● **Objective**: Gather every line of the listing below that contains the word "harness", and copy each one unchanged.

Position annotation records:
○ ○ ○ ○ ○

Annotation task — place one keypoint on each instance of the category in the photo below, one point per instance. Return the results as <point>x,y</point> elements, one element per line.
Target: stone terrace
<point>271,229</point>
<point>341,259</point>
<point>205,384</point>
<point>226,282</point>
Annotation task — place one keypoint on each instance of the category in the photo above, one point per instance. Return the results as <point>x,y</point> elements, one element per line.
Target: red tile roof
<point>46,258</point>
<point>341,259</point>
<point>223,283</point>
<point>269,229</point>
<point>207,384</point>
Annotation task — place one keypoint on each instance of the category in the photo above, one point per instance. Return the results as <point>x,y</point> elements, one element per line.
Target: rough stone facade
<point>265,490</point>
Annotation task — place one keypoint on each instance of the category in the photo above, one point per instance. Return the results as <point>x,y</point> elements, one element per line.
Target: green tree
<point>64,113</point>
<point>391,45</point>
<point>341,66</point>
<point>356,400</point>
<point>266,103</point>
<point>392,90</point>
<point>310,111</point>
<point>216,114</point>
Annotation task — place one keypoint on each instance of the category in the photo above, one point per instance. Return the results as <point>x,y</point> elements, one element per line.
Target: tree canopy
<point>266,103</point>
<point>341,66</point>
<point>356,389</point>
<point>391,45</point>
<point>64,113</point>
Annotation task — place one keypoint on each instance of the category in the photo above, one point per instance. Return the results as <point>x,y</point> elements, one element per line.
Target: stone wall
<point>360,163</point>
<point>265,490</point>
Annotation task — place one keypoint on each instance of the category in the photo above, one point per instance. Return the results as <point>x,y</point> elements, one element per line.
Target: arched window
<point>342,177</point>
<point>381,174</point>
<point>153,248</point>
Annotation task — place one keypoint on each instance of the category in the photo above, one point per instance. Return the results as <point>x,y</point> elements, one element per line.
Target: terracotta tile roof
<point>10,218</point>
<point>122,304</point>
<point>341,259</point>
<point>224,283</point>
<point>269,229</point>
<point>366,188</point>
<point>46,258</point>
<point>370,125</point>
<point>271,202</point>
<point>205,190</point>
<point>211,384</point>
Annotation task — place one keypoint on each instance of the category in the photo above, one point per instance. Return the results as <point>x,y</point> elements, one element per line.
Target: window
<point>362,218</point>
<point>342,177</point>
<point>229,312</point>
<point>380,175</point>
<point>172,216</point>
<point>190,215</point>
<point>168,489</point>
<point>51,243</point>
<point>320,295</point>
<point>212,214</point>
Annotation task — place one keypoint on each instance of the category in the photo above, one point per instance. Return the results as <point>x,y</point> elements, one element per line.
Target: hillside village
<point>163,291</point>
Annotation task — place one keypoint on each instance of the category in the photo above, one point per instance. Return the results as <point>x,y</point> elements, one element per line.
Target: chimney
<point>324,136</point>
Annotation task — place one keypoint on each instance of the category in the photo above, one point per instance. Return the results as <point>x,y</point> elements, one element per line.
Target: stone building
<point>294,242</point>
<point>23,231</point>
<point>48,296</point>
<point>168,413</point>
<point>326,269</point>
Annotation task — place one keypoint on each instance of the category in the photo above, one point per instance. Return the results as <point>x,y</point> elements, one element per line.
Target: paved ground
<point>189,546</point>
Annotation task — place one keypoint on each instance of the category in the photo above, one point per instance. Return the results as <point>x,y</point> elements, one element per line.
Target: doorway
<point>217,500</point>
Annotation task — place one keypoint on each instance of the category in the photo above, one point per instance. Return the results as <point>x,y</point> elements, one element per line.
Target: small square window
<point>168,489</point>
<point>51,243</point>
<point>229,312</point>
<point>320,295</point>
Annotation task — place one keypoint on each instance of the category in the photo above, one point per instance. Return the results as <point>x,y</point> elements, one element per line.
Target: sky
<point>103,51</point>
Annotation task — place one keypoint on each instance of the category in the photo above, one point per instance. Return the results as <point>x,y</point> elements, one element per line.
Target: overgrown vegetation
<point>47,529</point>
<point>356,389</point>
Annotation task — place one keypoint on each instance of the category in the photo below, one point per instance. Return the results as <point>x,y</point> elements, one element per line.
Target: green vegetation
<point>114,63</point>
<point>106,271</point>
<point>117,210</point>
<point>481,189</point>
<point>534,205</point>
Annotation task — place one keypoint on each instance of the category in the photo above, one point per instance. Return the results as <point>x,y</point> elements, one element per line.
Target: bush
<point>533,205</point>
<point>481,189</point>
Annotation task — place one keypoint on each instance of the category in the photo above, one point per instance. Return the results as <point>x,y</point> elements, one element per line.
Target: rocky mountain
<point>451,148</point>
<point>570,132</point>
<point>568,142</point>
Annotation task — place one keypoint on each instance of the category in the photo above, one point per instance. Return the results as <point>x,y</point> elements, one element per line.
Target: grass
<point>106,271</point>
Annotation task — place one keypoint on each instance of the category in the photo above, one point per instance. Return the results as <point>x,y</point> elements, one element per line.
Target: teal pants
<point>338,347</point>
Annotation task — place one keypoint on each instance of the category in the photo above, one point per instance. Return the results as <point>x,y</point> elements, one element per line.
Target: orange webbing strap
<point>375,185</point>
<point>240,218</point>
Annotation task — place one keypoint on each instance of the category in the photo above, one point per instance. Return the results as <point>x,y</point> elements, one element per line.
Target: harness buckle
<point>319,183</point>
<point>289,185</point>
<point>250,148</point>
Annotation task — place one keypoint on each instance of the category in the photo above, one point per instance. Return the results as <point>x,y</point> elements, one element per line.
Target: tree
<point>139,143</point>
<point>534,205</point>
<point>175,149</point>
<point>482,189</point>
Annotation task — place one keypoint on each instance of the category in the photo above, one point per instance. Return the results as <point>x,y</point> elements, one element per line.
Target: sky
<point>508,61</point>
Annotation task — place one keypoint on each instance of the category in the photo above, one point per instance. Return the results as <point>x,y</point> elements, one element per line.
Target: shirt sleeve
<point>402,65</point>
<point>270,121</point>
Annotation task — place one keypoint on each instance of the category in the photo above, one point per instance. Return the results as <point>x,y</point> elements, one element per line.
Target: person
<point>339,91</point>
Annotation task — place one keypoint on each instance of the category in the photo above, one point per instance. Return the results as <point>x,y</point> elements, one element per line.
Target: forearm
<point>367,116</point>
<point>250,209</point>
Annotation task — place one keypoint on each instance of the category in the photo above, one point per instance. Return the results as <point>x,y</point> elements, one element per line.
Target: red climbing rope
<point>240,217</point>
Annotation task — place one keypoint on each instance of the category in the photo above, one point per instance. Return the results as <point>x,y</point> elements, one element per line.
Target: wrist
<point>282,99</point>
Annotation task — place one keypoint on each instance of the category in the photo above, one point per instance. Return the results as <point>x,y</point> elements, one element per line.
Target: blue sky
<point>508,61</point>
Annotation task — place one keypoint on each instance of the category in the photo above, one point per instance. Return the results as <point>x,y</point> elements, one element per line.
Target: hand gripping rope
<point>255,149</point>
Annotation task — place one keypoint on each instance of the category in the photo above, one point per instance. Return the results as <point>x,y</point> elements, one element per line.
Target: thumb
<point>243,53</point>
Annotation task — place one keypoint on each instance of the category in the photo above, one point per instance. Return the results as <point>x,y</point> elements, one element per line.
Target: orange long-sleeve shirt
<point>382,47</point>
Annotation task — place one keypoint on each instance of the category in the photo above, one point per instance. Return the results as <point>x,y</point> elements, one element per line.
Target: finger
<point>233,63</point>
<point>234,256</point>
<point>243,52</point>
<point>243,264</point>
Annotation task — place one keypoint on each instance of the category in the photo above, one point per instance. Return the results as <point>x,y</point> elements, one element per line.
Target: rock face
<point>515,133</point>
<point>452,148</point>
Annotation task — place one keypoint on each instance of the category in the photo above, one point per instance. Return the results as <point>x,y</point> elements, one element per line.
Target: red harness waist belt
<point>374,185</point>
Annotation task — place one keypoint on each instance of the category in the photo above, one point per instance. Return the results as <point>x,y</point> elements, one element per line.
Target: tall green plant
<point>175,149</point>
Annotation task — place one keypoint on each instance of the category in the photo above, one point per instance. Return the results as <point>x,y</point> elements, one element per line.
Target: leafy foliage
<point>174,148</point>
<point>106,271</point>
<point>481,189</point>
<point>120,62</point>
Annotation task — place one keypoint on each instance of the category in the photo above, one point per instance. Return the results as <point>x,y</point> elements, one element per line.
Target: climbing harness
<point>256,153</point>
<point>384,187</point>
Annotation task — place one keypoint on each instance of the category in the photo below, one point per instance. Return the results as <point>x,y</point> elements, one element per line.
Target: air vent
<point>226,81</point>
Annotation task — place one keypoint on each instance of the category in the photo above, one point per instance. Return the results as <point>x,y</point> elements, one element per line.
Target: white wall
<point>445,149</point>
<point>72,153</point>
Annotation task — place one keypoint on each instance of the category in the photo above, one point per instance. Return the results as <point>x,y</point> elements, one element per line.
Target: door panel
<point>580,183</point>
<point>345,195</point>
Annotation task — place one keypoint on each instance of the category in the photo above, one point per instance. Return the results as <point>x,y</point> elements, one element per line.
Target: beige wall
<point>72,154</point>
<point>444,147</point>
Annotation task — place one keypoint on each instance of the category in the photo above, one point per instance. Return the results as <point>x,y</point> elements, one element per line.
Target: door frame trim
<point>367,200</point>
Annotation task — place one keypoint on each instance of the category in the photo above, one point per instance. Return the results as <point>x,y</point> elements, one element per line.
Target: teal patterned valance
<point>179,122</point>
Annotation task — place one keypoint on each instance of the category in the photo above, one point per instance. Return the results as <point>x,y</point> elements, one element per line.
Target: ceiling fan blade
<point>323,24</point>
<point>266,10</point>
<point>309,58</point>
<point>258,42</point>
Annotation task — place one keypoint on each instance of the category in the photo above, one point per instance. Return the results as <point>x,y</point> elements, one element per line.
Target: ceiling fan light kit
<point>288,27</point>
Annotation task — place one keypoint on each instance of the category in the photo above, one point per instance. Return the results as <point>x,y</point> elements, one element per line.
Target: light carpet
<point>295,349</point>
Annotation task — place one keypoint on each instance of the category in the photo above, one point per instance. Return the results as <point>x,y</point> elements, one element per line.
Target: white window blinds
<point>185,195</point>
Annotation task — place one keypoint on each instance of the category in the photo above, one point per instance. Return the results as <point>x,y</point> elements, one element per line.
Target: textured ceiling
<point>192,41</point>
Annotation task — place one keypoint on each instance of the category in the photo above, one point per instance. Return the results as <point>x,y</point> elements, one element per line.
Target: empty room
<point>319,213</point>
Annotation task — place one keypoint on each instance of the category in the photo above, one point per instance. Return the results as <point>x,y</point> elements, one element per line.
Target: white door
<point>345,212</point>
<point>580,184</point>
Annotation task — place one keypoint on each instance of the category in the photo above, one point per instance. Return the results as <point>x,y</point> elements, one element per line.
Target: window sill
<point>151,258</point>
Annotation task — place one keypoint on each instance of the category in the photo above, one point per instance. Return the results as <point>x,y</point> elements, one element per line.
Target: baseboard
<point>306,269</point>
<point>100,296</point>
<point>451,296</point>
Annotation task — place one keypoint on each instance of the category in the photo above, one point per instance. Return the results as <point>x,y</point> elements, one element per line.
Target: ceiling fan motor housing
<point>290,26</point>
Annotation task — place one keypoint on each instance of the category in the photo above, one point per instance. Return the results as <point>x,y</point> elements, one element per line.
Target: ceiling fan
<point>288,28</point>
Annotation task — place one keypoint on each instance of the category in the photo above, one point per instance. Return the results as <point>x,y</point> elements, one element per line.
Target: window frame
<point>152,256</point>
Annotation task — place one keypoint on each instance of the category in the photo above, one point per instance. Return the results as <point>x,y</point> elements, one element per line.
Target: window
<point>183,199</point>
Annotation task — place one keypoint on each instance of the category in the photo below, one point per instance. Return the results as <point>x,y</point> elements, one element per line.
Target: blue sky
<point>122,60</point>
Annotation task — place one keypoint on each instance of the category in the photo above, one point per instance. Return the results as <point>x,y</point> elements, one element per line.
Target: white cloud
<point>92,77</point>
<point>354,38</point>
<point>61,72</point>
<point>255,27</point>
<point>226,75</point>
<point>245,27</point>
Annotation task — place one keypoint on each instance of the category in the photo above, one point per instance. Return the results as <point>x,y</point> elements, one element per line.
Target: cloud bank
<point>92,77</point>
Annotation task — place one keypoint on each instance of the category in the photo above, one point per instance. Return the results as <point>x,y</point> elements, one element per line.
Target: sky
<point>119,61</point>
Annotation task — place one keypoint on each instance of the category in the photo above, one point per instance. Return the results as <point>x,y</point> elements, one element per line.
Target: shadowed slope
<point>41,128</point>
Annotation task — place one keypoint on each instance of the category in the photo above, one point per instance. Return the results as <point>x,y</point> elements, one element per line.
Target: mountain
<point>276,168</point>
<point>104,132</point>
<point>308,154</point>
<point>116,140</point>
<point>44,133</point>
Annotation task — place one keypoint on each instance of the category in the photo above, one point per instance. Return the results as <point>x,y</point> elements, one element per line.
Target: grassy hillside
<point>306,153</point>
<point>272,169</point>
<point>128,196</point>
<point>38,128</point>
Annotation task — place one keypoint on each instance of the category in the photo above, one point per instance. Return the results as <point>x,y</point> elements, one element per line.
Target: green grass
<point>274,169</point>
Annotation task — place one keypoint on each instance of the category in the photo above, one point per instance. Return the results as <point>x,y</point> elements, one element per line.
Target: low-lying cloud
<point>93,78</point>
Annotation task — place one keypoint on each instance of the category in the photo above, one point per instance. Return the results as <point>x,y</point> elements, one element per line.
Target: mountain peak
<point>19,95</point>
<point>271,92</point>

○ ○ ○ ○ ○

● **Written reply**:
Target: harness buckle
Target: red harness waist belt
Target: climbing harness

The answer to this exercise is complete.